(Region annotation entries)
■ ■ ■ ■ ■ ■ ■

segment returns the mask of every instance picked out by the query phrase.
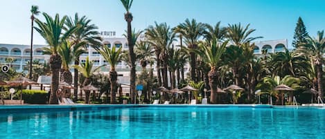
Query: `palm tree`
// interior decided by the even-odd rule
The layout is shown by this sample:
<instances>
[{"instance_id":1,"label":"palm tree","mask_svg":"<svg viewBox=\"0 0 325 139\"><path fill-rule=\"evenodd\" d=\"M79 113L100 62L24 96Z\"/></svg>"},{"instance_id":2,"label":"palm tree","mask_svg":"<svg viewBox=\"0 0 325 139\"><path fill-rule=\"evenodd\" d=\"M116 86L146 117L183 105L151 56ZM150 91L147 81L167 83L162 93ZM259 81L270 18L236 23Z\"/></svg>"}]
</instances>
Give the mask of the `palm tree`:
<instances>
[{"instance_id":1,"label":"palm tree","mask_svg":"<svg viewBox=\"0 0 325 139\"><path fill-rule=\"evenodd\" d=\"M322 77L323 75L323 55L325 54L325 38L324 30L317 32L317 37L308 37L307 42L299 45L299 52L308 57L313 61L316 67L318 95L323 100L323 84Z\"/></svg>"},{"instance_id":2,"label":"palm tree","mask_svg":"<svg viewBox=\"0 0 325 139\"><path fill-rule=\"evenodd\" d=\"M283 78L281 79L279 76L267 76L263 77L263 82L257 84L256 88L261 89L262 93L270 93L270 95L274 95L277 99L277 104L280 104L280 98L282 100L281 104L283 104L283 94L279 93L279 91L274 89L281 84L286 85L292 89L297 89L299 87L300 80L299 78L293 77L290 75L286 75ZM289 97L289 103L292 100L293 95L292 93Z\"/></svg>"},{"instance_id":3,"label":"palm tree","mask_svg":"<svg viewBox=\"0 0 325 139\"><path fill-rule=\"evenodd\" d=\"M109 82L111 82L111 103L116 103L115 94L117 92L117 72L115 71L115 66L117 63L121 61L121 54L122 53L122 48L120 47L118 49L116 50L116 48L115 46L113 46L112 49L110 49L107 46L105 45L100 50L99 53L103 57L109 64L110 71L109 71Z\"/></svg>"},{"instance_id":4,"label":"palm tree","mask_svg":"<svg viewBox=\"0 0 325 139\"><path fill-rule=\"evenodd\" d=\"M73 46L73 53L74 57L75 66L79 65L79 58L82 53L76 53L83 50L87 50L87 47L91 47L98 50L99 47L102 46L102 38L99 35L99 33L96 30L98 27L94 24L91 24L91 20L88 19L86 16L80 17L78 13L76 13L74 18L69 17L67 19L65 24L67 25L67 30L72 28L78 27L69 39L71 41ZM73 100L78 100L78 69L74 68L73 75Z\"/></svg>"},{"instance_id":5,"label":"palm tree","mask_svg":"<svg viewBox=\"0 0 325 139\"><path fill-rule=\"evenodd\" d=\"M31 33L30 33L30 59L29 62L29 79L32 80L33 78L33 28L34 28L34 19L35 17L34 15L38 15L39 13L39 11L38 10L38 6L32 6L32 9L30 9L30 12L32 12L32 15L30 16L30 19L32 21L32 26L31 26ZM29 89L30 89L32 86L29 86Z\"/></svg>"},{"instance_id":6,"label":"palm tree","mask_svg":"<svg viewBox=\"0 0 325 139\"><path fill-rule=\"evenodd\" d=\"M154 53L154 50L152 50L152 47L149 45L149 43L140 41L140 42L135 45L134 50L137 53L137 59L140 62L142 70L144 71L150 61L153 60L152 53Z\"/></svg>"},{"instance_id":7,"label":"palm tree","mask_svg":"<svg viewBox=\"0 0 325 139\"><path fill-rule=\"evenodd\" d=\"M270 64L274 67L272 74L281 77L286 75L299 77L304 73L310 73L308 59L297 51L289 52L286 48L285 52L276 53L272 59Z\"/></svg>"},{"instance_id":8,"label":"palm tree","mask_svg":"<svg viewBox=\"0 0 325 139\"><path fill-rule=\"evenodd\" d=\"M124 19L125 19L125 21L128 23L128 44L129 44L129 60L130 60L130 64L131 65L131 72L130 72L130 94L131 94L131 101L133 102L134 101L134 96L135 95L135 78L136 78L136 73L135 73L135 53L133 50L133 47L134 46L135 42L134 40L133 39L132 35L132 26L131 26L131 22L133 20L133 16L131 12L130 12L130 9L131 9L131 6L132 4L133 0L121 0L121 2L124 6L124 8L125 8L126 13L124 14Z\"/></svg>"},{"instance_id":9,"label":"palm tree","mask_svg":"<svg viewBox=\"0 0 325 139\"><path fill-rule=\"evenodd\" d=\"M159 86L163 84L164 87L168 87L167 61L168 55L167 48L171 46L173 41L175 40L175 35L166 23L158 24L157 22L155 22L155 26L149 26L145 31L148 42L155 47L155 52L157 59L157 71L159 84ZM160 68L161 66L164 66L162 71ZM161 84L161 71L162 73L163 84Z\"/></svg>"},{"instance_id":10,"label":"palm tree","mask_svg":"<svg viewBox=\"0 0 325 139\"><path fill-rule=\"evenodd\" d=\"M80 65L74 66L76 68L78 68L78 71L81 73L82 76L85 78L82 86L90 84L91 80L90 77L94 75L94 73L97 71L101 66L98 66L96 68L93 69L94 63L89 60L89 57L87 57L86 61L85 63L81 63ZM86 99L85 100L85 104L89 104L89 96L90 91L85 91L86 93Z\"/></svg>"},{"instance_id":11,"label":"palm tree","mask_svg":"<svg viewBox=\"0 0 325 139\"><path fill-rule=\"evenodd\" d=\"M126 35L123 34L123 36L129 40L128 37L128 30L126 32ZM128 64L131 67L131 72L130 72L130 92L131 94L131 102L134 102L133 99L134 98L134 95L136 95L136 90L135 90L135 82L136 82L136 65L135 65L135 62L137 61L137 57L135 55L135 53L134 53L133 47L134 44L136 44L137 41L138 40L138 38L140 37L141 34L142 33L142 30L138 30L135 31L135 29L133 29L133 30L131 30L131 44L132 45L132 52L130 48L130 45L129 45L129 51L126 51L124 53L124 56L127 56L123 57L123 59L128 59ZM130 44L130 41L128 42ZM132 54L131 54L132 53ZM127 55L125 55L125 54L128 54ZM132 56L131 56L132 55ZM133 67L133 68L132 68ZM134 77L133 77L133 75ZM134 100L135 101L135 100Z\"/></svg>"},{"instance_id":12,"label":"palm tree","mask_svg":"<svg viewBox=\"0 0 325 139\"><path fill-rule=\"evenodd\" d=\"M228 41L223 43L218 43L215 38L213 39L209 44L210 46L202 45L200 46L202 48L200 55L204 58L204 61L209 64L211 68L208 76L209 84L211 88L210 102L213 104L216 102L218 66L220 61L221 55L226 50L226 46L228 44Z\"/></svg>"},{"instance_id":13,"label":"palm tree","mask_svg":"<svg viewBox=\"0 0 325 139\"><path fill-rule=\"evenodd\" d=\"M197 41L205 30L205 26L202 23L197 23L193 19L185 20L184 23L180 24L174 29L174 32L181 34L185 39L185 44L189 50L195 50L197 48ZM194 51L190 51L191 57L191 77L193 81L196 81L196 55Z\"/></svg>"},{"instance_id":14,"label":"palm tree","mask_svg":"<svg viewBox=\"0 0 325 139\"><path fill-rule=\"evenodd\" d=\"M227 37L230 40L230 42L236 46L240 46L245 43L252 42L256 39L263 38L262 37L251 37L249 35L254 33L255 29L248 29L249 24L243 27L238 24L229 24L227 28Z\"/></svg>"},{"instance_id":15,"label":"palm tree","mask_svg":"<svg viewBox=\"0 0 325 139\"><path fill-rule=\"evenodd\" d=\"M62 64L61 56L58 53L58 50L60 46L76 30L76 28L71 28L64 33L63 28L67 16L60 19L58 14L56 14L55 19L45 12L43 12L43 15L46 22L42 22L36 19L35 22L38 27L34 27L34 28L44 38L50 46L50 48L45 48L46 50L51 52L49 63L52 71L51 86L52 93L51 93L49 104L57 104L58 102L56 92L59 85L59 71Z\"/></svg>"},{"instance_id":16,"label":"palm tree","mask_svg":"<svg viewBox=\"0 0 325 139\"><path fill-rule=\"evenodd\" d=\"M217 38L219 41L225 38L227 33L227 28L220 27L220 21L214 26L208 24L205 24L204 25L207 30L204 32L204 37L207 43L209 43L213 38Z\"/></svg>"}]
</instances>

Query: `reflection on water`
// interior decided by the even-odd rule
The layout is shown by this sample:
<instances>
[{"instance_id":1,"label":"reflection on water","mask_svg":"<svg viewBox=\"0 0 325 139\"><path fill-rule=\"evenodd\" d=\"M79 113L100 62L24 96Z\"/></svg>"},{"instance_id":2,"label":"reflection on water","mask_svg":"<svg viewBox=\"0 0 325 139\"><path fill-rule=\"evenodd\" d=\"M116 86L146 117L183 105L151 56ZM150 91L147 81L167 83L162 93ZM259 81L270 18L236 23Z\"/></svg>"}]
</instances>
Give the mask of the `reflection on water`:
<instances>
[{"instance_id":1,"label":"reflection on water","mask_svg":"<svg viewBox=\"0 0 325 139\"><path fill-rule=\"evenodd\" d=\"M121 108L2 114L0 138L322 138L324 121L317 109Z\"/></svg>"}]
</instances>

■ ■ ■ ■ ■ ■ ■

▸ TASK INSTRUCTIONS: List every line above that contains the word "water", paying attention to case.

▸ PROBLEM SOLUTION:
Query: `reflection on water`
[{"instance_id":1,"label":"reflection on water","mask_svg":"<svg viewBox=\"0 0 325 139\"><path fill-rule=\"evenodd\" d=\"M79 113L100 62L24 96Z\"/></svg>"},{"instance_id":2,"label":"reflection on water","mask_svg":"<svg viewBox=\"0 0 325 139\"><path fill-rule=\"evenodd\" d=\"M116 86L146 117L183 105L151 56ZM150 91L147 81L167 83L162 93ZM259 81L270 18L236 23Z\"/></svg>"}]
Give the mask of the `reflection on water`:
[{"instance_id":1,"label":"reflection on water","mask_svg":"<svg viewBox=\"0 0 325 139\"><path fill-rule=\"evenodd\" d=\"M121 108L2 114L0 138L322 138L324 121L317 109Z\"/></svg>"}]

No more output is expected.